» **Aim of the task**
Report how many lines of the entries below contain the string "field", treating case as significant. Give only the number.

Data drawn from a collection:
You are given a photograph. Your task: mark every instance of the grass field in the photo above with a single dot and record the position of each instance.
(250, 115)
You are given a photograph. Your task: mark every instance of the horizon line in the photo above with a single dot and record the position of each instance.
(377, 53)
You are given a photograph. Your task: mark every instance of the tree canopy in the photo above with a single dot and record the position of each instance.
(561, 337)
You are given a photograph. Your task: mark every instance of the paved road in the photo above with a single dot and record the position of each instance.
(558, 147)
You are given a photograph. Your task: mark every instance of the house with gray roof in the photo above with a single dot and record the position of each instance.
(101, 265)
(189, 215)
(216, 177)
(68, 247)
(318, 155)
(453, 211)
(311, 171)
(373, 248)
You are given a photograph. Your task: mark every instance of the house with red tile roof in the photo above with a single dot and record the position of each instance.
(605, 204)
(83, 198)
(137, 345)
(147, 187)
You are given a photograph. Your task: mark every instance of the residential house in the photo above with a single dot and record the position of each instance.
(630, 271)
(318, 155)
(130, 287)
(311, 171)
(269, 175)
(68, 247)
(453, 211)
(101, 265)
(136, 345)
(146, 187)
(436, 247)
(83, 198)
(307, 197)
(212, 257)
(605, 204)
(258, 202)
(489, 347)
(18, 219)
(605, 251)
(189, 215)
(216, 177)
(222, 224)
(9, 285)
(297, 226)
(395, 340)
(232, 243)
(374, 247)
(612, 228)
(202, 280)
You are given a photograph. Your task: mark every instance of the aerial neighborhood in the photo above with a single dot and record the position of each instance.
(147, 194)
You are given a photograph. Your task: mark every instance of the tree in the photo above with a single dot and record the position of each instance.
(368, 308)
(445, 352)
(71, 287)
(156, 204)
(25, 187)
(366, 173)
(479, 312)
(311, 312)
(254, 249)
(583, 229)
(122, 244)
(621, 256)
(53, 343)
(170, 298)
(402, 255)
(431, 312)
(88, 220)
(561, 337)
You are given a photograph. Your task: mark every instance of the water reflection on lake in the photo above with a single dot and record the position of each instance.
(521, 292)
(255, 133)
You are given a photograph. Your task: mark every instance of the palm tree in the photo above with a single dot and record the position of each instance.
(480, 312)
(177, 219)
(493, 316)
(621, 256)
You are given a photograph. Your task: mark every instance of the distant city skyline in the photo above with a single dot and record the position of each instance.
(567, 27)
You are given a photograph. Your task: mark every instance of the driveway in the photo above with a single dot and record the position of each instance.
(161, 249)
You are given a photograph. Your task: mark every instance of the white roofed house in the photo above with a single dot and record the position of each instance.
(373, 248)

--

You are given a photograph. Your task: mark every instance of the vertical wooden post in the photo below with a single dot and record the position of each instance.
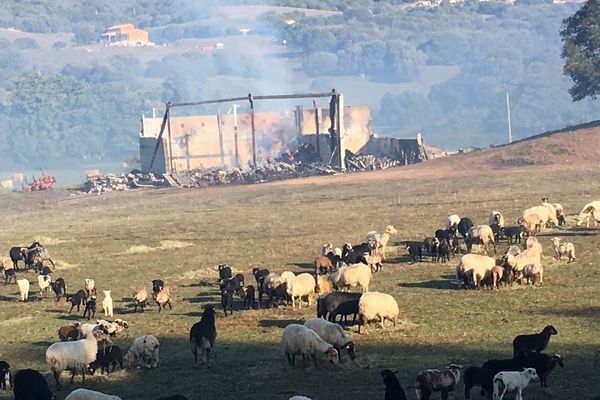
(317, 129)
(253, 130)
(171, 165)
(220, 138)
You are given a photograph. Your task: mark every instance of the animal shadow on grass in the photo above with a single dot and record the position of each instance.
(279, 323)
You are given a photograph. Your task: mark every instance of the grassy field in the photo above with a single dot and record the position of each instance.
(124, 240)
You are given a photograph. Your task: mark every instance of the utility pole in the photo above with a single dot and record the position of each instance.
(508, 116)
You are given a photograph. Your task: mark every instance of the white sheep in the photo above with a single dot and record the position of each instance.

» **Task result**
2